• Dataset excerpts:
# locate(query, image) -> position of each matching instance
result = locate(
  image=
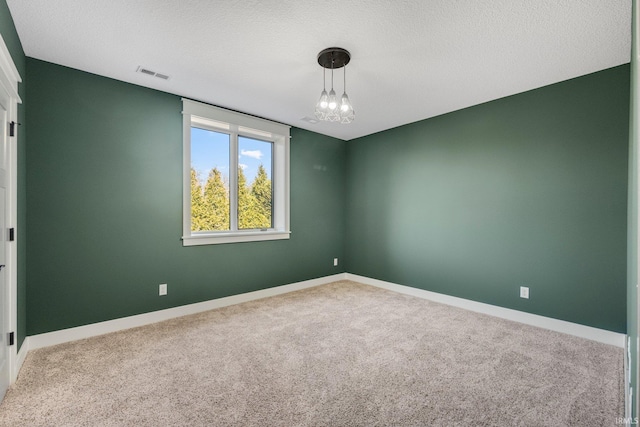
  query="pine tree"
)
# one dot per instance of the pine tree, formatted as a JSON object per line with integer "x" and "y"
{"x": 217, "y": 201}
{"x": 198, "y": 207}
{"x": 261, "y": 190}
{"x": 249, "y": 214}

• Exercise task:
Convert the items above into a Markdown table with the columns Row and Line, numbering every non-blank line in order. Leave the pictures out of the table.

• Right answer:
| Row | Line |
|---|---|
| 1 | # locate(query, image) -> position of each matching instance |
| 2 | result = locate( |
| 3 |   image= |
| 4 |   query="pine tree" |
| 5 | ) |
| 6 | # one dot per instance of the pine tree, formatted as a JSON object per line with integer "x" and "y" |
| 7 | {"x": 217, "y": 201} |
| 8 | {"x": 198, "y": 207} |
| 9 | {"x": 261, "y": 190} |
| 10 | {"x": 249, "y": 214} |